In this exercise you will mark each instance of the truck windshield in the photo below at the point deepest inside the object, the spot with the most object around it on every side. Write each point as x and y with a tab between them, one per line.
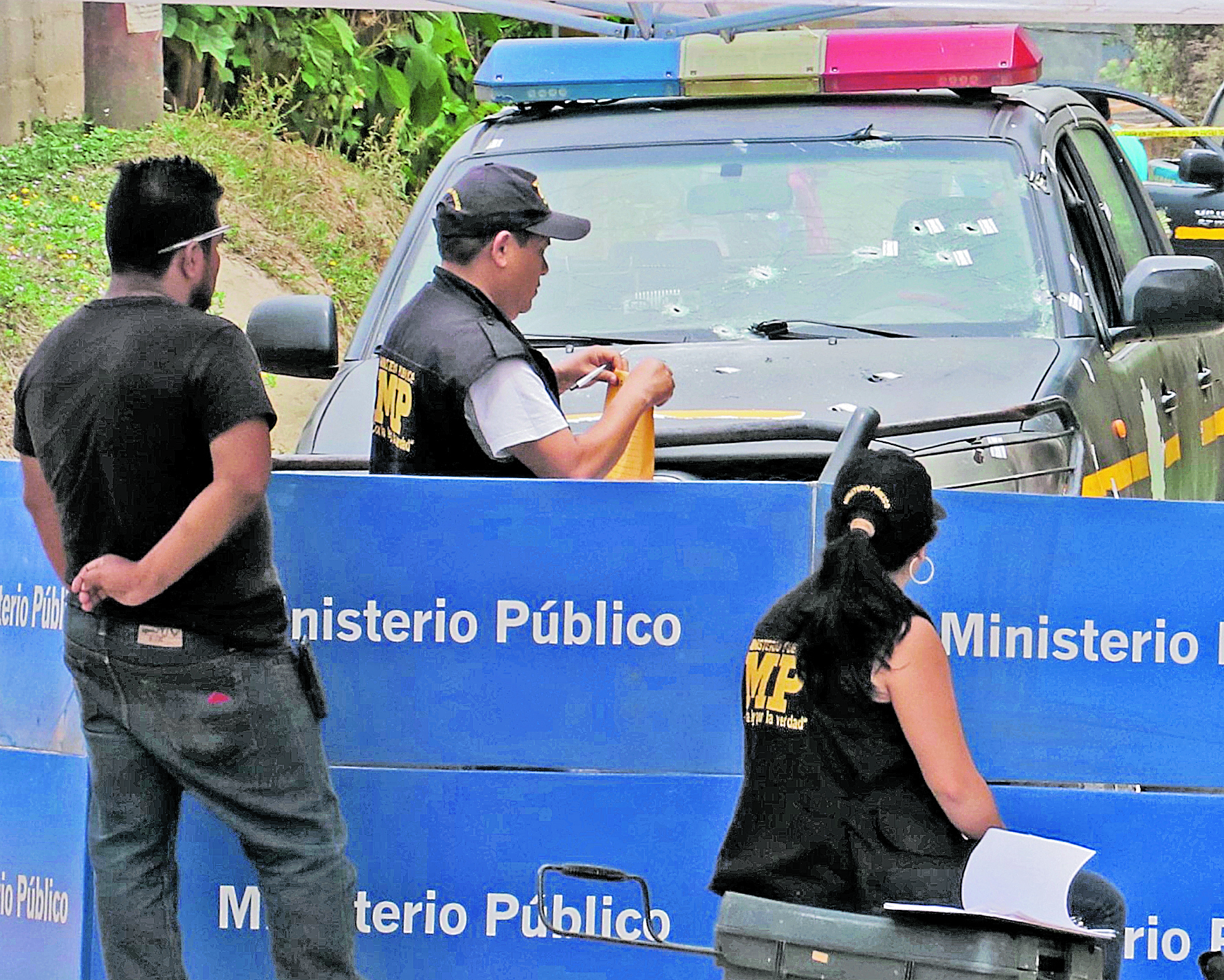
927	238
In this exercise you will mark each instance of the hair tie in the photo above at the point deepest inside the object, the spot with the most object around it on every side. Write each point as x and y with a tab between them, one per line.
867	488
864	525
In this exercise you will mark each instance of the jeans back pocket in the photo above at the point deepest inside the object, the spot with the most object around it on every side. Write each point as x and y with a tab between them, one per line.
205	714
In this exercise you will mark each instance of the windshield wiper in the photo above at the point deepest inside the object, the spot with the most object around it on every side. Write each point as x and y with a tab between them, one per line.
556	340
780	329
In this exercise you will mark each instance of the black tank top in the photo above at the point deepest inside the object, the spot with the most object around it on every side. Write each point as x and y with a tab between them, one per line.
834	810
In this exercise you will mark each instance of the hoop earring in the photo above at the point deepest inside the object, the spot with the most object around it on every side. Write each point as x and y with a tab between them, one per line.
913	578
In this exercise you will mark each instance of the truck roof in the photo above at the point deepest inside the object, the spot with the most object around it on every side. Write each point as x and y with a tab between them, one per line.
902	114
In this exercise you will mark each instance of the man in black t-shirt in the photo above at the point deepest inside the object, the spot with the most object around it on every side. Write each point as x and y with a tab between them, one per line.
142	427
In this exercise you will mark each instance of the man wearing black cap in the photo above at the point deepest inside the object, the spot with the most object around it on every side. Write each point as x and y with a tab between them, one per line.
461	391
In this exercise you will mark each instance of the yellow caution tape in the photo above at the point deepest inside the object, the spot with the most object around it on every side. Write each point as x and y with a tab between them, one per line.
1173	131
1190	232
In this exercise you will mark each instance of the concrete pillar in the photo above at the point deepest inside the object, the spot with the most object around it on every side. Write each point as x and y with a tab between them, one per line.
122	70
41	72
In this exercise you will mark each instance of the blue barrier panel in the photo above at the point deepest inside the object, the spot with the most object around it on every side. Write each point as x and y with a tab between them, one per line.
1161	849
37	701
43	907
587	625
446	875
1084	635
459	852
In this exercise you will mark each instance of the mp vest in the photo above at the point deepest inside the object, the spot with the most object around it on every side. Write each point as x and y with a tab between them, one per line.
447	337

──────

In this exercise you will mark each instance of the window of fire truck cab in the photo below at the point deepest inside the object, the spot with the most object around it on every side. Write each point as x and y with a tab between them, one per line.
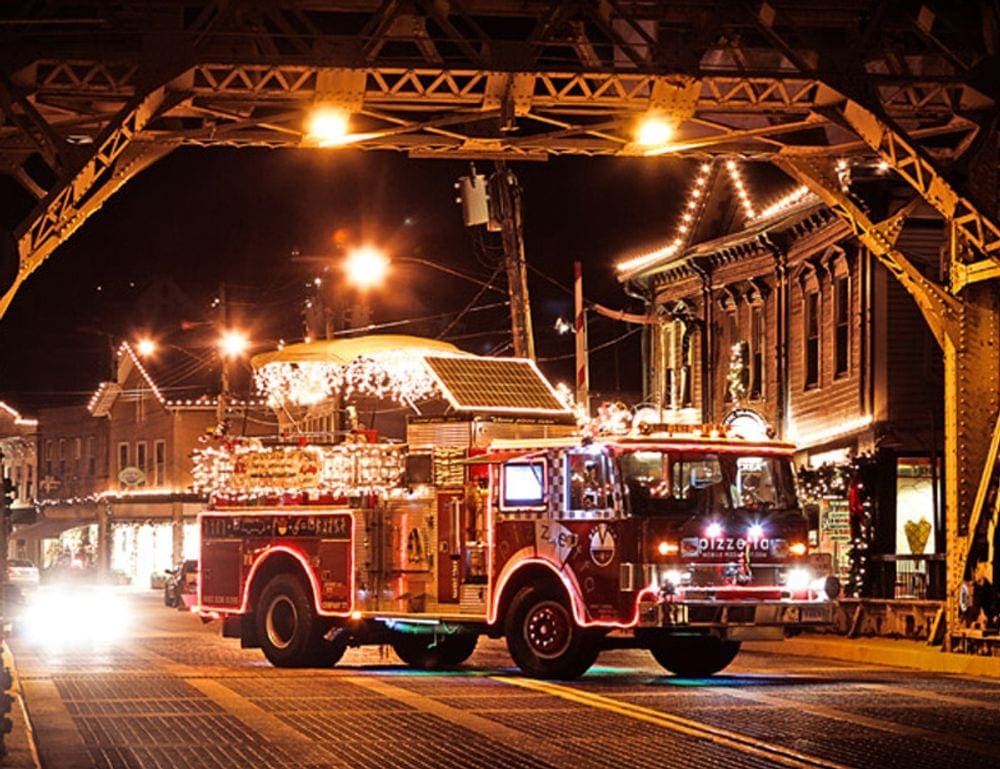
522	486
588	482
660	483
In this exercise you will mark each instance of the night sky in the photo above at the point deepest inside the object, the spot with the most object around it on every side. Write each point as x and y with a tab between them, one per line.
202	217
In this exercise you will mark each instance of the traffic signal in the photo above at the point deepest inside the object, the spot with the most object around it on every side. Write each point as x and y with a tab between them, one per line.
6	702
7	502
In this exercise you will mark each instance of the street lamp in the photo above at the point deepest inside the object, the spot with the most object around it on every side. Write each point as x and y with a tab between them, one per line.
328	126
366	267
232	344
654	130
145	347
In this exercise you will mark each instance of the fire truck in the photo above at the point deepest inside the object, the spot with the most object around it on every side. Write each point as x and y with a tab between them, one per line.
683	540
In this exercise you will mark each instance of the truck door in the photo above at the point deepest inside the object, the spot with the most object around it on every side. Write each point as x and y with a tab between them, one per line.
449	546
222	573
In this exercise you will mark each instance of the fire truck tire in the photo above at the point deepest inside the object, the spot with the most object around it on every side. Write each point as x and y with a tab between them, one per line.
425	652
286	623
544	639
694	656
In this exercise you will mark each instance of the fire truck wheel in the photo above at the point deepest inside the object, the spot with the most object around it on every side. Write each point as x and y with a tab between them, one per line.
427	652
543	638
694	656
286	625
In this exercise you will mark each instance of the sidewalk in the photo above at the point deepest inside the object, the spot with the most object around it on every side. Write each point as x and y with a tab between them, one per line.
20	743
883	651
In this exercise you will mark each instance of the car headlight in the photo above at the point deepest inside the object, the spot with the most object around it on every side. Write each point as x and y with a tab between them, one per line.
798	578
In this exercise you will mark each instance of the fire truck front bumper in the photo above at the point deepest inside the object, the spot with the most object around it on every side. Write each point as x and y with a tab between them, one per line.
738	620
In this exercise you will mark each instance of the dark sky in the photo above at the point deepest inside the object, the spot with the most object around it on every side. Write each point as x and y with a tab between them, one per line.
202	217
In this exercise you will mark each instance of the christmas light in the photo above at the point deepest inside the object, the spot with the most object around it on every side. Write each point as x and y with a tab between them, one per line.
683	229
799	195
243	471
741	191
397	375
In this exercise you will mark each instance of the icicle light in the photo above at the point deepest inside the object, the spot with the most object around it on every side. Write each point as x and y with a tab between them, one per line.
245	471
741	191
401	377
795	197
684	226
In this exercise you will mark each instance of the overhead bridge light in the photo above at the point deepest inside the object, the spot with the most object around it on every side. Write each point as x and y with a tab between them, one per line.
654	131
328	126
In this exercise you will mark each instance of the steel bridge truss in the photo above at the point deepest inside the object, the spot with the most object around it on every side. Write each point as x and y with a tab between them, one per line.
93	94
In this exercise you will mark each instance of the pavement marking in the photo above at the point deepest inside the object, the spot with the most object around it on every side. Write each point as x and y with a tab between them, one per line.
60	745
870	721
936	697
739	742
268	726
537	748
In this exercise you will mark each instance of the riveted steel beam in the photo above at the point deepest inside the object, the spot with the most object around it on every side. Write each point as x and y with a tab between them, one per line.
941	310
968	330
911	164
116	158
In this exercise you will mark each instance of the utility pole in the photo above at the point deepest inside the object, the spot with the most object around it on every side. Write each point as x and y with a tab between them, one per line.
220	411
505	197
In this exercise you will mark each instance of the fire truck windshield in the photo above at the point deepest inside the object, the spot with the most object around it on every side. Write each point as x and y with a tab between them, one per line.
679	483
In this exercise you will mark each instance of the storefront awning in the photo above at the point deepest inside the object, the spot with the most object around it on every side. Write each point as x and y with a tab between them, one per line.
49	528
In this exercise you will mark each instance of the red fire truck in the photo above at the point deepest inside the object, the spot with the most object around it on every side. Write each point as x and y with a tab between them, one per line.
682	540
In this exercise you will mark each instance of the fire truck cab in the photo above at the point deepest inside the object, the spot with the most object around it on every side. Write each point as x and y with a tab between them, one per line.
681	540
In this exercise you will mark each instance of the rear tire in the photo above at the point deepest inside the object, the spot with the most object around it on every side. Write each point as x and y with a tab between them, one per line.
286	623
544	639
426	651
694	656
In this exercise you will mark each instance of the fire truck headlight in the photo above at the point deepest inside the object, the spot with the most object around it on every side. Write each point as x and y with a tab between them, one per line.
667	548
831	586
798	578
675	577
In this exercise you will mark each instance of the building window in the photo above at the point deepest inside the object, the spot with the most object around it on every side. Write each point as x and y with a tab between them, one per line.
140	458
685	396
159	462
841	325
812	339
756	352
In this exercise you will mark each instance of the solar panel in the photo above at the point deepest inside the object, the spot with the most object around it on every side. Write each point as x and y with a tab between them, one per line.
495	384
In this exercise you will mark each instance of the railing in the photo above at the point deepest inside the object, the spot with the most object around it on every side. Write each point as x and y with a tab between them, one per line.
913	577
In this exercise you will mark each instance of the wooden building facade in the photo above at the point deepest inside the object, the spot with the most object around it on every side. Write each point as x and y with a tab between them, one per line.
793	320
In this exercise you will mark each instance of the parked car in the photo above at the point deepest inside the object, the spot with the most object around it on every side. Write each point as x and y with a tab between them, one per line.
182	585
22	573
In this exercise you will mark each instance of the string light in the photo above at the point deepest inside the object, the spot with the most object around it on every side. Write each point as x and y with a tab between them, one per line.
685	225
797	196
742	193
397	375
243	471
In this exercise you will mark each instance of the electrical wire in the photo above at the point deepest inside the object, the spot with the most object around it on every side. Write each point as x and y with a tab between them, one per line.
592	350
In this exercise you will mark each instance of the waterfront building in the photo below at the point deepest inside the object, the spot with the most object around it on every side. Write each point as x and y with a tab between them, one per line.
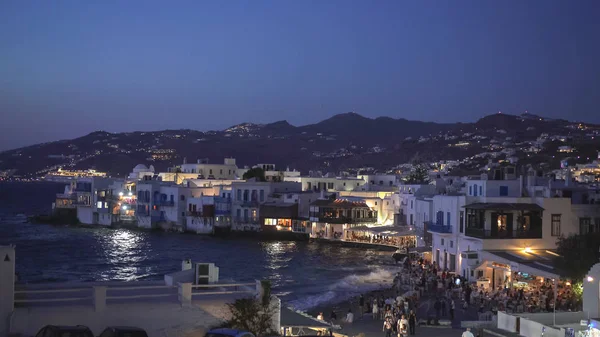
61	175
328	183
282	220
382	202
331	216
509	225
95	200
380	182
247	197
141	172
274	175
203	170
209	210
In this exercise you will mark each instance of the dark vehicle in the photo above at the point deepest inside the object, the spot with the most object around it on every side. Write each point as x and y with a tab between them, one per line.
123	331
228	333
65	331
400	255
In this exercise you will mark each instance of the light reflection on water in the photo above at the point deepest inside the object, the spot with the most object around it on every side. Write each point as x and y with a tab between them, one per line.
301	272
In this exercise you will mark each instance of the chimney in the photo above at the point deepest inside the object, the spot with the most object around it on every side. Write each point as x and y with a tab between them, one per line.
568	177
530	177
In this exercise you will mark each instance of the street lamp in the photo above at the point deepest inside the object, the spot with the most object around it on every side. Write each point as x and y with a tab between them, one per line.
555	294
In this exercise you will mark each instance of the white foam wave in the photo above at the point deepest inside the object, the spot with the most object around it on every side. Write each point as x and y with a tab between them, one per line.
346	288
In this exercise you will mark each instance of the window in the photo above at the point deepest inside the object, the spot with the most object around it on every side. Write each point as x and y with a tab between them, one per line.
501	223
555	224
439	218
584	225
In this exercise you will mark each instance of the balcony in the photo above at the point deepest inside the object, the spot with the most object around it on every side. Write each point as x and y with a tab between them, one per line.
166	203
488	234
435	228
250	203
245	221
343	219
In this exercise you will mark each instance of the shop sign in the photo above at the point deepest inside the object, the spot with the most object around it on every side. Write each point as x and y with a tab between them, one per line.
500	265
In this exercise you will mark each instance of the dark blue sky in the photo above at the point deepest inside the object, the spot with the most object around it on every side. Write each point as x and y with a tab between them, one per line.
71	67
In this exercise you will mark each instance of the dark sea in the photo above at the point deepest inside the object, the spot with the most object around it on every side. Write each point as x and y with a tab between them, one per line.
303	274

──────

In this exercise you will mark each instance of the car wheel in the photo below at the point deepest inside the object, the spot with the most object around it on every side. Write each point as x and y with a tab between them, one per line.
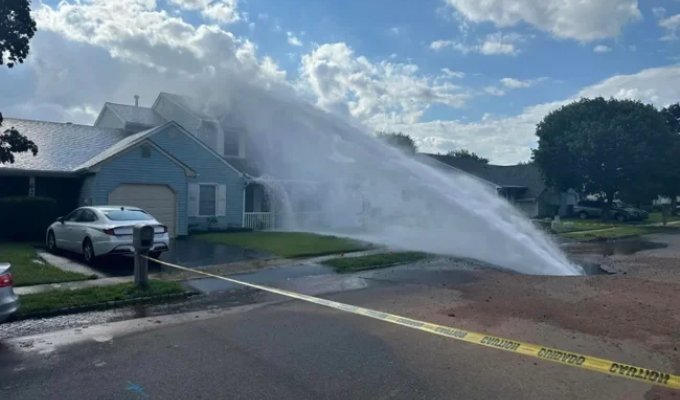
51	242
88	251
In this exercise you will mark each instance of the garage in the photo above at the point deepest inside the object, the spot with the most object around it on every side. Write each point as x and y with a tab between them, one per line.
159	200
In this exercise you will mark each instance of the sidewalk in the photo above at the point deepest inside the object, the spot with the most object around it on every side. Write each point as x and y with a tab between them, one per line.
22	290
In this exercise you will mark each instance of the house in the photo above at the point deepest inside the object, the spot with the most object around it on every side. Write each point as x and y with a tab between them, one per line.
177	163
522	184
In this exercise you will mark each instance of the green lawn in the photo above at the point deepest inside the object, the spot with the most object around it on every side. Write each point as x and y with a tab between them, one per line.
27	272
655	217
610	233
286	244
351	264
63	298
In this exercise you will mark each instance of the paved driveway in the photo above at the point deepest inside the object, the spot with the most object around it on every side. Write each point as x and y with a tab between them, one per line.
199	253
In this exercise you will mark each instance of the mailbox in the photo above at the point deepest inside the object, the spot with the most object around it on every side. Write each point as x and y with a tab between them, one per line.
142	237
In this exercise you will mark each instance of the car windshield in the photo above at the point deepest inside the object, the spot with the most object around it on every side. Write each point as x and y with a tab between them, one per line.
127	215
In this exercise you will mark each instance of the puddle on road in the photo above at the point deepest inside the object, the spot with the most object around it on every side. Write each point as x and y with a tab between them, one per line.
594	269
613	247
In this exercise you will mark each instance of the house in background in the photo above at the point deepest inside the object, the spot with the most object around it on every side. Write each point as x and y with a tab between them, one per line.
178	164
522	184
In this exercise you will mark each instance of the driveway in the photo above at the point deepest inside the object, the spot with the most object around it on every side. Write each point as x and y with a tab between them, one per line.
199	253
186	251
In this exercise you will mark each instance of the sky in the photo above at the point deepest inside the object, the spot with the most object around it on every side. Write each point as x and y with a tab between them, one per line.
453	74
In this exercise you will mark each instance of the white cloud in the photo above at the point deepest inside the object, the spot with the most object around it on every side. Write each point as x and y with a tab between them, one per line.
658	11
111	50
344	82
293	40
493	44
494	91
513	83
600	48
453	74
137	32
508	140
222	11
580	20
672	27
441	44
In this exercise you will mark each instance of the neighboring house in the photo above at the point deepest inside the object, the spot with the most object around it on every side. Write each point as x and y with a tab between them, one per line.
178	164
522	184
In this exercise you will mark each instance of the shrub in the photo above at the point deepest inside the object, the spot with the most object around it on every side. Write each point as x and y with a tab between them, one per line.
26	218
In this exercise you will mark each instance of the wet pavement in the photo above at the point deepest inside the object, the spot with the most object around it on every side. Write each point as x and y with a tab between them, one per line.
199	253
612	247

──────

■ Lo que se pide
Saca del listado todas las líneas que contengan la palabra "panel" y cópialas. Ten en cuenta las mayúsculas y minúsculas.

■ Tu respuesta
In this exercise you will mark each instance of the blue barrier panel in the photo above at the point deepest inside the object, the spot with the most object around it on every side. Write each point as x and y with a tab between them, one per line.
In this exercise you will mark each instance of the solar panel in the photo above at the point deepest inside the object, the spot with the most object around it on every side. Write each point as x and y with a tab between them, one per line.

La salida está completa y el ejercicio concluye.